------ SELECTED TEXT

# attitude freebie(bubba 76)



## Dr.Drow (Nov 26, 2012)

Hey guys just a heads up if you got the Emerald triangle bubba76(Fem) as a freebie from the tude a few months back watch them close I popped the bubba76(fem) freebie and low and behold.. its far from female


----------



## Dr.Drow (Nov 26, 2012)

Seems to be pretty hearty male tho. This prebubba/76afgani shows alot of vigor, this plant stays pretty short and just loves to eat. So ive decided to cross this to beef up the yield on my ReservaPrivada og. We'll see what happens.


----------



## Locked (Nov 26, 2012)

Thanks for the heads up...


----------



## ziggyross (Nov 28, 2012)

I have tried the Emerald triangle Crystal Paradise. I only had 1 out of 5 seeds pop and it was a male. I crossed it with my unknown bag seed and called it  Crystal dream.


----------



## 7greeneyes (Nov 28, 2012)

I got one of these, will be popping them along with the other feebies in about 70+ daze and counting down :yay: n' a :clap:

thanks for the 411 on these "femmed" beans....lol...mayhaps keep some pollens and make some sexiness...

eace:


----------



## The Hemp Goddess (Nov 28, 2012)

The Bubba 76 freebie that I got hermied.  I caught it soon enough so that it didn't cause any problems, but I was looking forward to some Bubba and was disappointed.


----------



## 7greeneyes (Nov 28, 2012)

THAT SUX Goddess, looks like I may hold off on THAT new flavor...


----------



## Dr.Drow (Nov 28, 2012)

Ouch.. hermies bum me out. I always run my newest additions to the family in their own special tent just incase. I did check on mr bubba today and hes still all male, at little over 3 weeks into flower hes already chuckin some dust.


----------

------------

- [INSTRUCTIONS FOR THE TASK]: Could you retype the forum thread about the Bubba 76 freebie word for word, from start to finish?

------ MATERIAL PROVIDED

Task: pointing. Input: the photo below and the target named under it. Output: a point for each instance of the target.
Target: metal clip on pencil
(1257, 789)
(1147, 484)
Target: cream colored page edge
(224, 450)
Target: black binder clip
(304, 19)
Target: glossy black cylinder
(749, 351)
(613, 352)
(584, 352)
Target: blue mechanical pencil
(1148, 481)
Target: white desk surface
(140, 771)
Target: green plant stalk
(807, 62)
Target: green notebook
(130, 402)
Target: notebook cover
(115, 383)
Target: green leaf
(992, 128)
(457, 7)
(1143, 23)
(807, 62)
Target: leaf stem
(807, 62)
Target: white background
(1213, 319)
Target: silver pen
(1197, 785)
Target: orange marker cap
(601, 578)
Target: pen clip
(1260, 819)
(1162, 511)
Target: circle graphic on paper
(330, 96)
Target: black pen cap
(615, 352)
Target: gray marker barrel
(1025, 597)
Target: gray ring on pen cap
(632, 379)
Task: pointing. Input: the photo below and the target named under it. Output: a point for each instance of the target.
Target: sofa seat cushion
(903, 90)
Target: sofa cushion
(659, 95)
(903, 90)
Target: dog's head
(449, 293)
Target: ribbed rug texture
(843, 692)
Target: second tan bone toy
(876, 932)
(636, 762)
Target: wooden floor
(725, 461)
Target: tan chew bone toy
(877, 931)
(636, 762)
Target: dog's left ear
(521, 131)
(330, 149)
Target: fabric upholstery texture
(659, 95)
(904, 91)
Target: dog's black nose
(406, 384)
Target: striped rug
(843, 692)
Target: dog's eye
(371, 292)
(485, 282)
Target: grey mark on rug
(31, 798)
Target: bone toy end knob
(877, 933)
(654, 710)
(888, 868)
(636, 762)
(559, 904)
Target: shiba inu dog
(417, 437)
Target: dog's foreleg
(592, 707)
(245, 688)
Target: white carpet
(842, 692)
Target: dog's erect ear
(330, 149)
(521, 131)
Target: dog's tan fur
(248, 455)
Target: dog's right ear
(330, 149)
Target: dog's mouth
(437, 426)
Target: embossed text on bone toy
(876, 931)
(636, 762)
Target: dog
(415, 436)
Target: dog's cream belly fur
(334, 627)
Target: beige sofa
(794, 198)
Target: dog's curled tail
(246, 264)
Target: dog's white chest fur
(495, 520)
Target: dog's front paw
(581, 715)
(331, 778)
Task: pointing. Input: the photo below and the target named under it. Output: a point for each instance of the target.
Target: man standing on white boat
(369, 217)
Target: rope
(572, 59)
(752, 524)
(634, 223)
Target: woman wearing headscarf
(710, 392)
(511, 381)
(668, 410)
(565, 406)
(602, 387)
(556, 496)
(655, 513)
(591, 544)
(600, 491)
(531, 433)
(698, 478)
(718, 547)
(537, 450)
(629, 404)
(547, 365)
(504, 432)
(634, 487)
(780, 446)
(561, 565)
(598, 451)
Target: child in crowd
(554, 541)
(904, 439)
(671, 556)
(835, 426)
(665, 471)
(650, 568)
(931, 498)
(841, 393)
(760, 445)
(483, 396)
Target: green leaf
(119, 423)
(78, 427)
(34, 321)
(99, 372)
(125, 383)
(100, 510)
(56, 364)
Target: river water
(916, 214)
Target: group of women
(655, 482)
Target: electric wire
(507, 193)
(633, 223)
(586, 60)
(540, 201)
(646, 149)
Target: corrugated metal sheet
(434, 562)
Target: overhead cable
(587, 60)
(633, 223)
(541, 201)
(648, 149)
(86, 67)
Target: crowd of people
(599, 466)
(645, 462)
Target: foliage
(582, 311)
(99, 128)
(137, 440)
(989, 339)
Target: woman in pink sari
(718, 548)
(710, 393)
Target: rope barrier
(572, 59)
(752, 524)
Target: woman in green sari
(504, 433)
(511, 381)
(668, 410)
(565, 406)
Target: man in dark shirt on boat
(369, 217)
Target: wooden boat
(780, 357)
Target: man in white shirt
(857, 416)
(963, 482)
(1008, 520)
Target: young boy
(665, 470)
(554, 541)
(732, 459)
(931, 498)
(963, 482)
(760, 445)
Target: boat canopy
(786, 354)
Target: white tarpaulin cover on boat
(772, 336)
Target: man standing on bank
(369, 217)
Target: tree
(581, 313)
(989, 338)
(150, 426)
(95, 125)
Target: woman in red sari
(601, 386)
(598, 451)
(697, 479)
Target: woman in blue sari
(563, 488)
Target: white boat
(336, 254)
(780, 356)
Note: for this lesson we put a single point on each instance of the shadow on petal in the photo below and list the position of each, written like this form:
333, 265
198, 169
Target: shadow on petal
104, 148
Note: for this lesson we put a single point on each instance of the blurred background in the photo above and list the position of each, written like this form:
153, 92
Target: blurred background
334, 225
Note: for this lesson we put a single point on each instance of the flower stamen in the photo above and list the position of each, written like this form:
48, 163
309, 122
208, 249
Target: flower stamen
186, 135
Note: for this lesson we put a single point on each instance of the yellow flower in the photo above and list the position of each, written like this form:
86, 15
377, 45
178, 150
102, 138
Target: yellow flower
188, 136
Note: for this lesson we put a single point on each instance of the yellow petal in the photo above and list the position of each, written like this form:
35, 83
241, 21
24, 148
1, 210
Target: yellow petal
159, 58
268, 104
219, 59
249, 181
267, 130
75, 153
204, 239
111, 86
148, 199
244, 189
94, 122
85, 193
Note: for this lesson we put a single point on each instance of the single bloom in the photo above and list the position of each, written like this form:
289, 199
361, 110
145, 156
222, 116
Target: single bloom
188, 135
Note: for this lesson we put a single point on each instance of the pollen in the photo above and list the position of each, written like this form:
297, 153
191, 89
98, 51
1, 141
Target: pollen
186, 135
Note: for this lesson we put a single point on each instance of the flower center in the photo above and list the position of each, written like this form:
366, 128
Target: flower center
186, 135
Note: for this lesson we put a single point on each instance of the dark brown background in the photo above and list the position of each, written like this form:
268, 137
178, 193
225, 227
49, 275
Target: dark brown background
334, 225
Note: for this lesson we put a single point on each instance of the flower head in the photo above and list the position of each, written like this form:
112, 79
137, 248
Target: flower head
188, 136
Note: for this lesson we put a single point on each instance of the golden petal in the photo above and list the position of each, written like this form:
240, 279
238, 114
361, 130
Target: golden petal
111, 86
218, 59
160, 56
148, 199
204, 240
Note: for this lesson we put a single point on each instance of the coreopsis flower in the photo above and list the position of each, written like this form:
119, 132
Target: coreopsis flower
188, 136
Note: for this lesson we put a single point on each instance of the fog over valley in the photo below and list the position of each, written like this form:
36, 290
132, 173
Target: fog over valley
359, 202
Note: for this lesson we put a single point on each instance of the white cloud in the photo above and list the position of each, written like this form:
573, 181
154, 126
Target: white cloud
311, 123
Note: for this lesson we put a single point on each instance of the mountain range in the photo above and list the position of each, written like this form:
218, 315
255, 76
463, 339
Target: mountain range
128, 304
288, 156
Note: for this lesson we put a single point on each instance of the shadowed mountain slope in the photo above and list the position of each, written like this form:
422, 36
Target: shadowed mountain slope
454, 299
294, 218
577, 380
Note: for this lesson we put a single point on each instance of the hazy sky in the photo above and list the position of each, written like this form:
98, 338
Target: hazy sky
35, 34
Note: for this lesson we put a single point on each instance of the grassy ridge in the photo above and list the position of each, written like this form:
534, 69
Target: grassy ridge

------------

- [THE RESULT]:
# attitude freebie(bubba 76)



## Dr.Drow (Nov 26, 2012)

Hey guys just a heads up if you got the Emerald triangle bubba76(Fem) as a freebie from the tude a few months back watch them close I popped the bubba76(fem) freebie and low and behold.. its far from female


----------



## Dr.Drow (Nov 26, 2012)

Seems to be pretty hearty male tho. This prebubba/76afgani shows alot of vigor, this plant stays pretty short and just loves to eat. So ive decided to cross this to beef up the yield on my ReservaPrivada og. We'll see what happens.


----------



## Locked (Nov 26, 2012)

Thanks for the heads up...


----------



## ziggyross (Nov 28, 2012)

I have tried the Emerald triangle Crystal Paradise. I only had 1 out of 5 seeds pop and it was a male. I crossed it with my unknown bag seed and called it  Crystal dream.


----------



## 7greeneyes (Nov 28, 2012)

I got one of these, will be popping them along with the other feebies in about 70+ daze and counting down :yay: n' a :clap:

thanks for the 411 on these "femmed" beans....lol...mayhaps keep some pollens and make some sexiness...

eace:


----------



## The Hemp Goddess (Nov 28, 2012)

The Bubba 76 freebie that I got hermied.  I caught it soon enough so that it didn't cause any problems, but I was looking forward to some Bubba and was disappointed.


----------



## 7greeneyes (Nov 28, 2012)

THAT SUX Goddess, looks like I may hold off on THAT new flavor...


----------



## Dr.Drow (Nov 28, 2012)

Ouch.. hermies bum me out. I always run my newest additions to the family in their own special tent just incase. I did check on mr bubba today and hes still all male, at little over 3 weeks into flower hes already chuckin some dust.


----------